# Chapter 1

In [9]:
# Compact English pipeline
from spacy.lang.en import English

# Preprocessing English pipeline instantiation
nlp = English()

# Preprocessed nlp
doc = nlp('Hello world!')

# Iterating over token texts if Doc
print([token.text for token in doc])

# Iterate over spesific token in Doc
print('Token at position 1:', doc[1].text)

# Iterate over a span in DOc
print('Span 1-3:', doc[1:3].text)

['Hello', 'world', '!']
Token at position 1: world
Span 1-3: world!


In [12]:
from spacy.lang.en import English

nlp = English()

doc = nlp('It costs $5.')

for token in doc:
    print(token.text, token.is_alpha, token.is_punct, token.is_stop, sep = '\t')

It	True	False	True
costs	True	False	False
$	False	False	False
5	False	False	False
.	False	True	False


In [17]:
import spacy
from spacy import displacy

nlp = spacy.load('en_core_web_sm')

- MATERIAL SUPPLIED:

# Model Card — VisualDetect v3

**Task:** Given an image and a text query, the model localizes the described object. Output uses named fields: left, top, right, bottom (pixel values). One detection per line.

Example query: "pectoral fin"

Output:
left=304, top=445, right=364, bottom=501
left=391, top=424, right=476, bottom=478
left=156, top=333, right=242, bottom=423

- EXERCISE DETAILS: Pick up the spaCy notebook right after its last line, which loads `en_core_web_sm`.

- THE RESPONSE:
doc = nlp('She ate the pizza')

for token in doc:
    print(token.text, token.pos_, token.dep_, token.head.text, sep = '\t')
    
displacy.render(doc, style = 'dep')

She	PRON	nsubj	ate
ate	VERB	ROOT	ate
the	DET	det	pizza
pizza	NOUN	dobj	ate


In [25]:
doc = nlp('Apple is looking at buying U.K. startup for $1 billion')

for ent in doc.ents:
    print(ent.text, ent.label, sep = '\t')
    
print('NNP:', spacy.explain('NNP'))

Apple	383
U.K.	384
$1 billion	394
NNP: noun, proper singular


In [39]:
from spacy.matcher import Matcher
import spacy

nlp = spacy.load('en_core_web_sm')

matcher = Matcher(nlp.vocab)

pattern = [{"TEXT": "iPhone"}, {"TEXT": "X"}]
matcher.add("IPHONE_PATTERN", [pattern])

# Process some text
doc = nlp("Upcoming iPhone X release date leaked")

# Call the matcher on the doc
matches = matcher(doc)

for match_id, start, end in matches:
    print(doc[start: end])

iPhone X


In [44]:
pattern = [
    {"IS_DIGIT": True},
    {"LOWER": "fifa"},
    {"LOWER": "world"},
    {"LOWER": "cup"},
    {"IS_PUNCT": True}
]

matcher = Matcher(nlp.vocab)

doc = nlp("2018 FIFA World Cup: France won!")

matcher.add("IPHONE_PATTERN", [pattern])

# Call the matcher on the doc
matches = matcher(doc)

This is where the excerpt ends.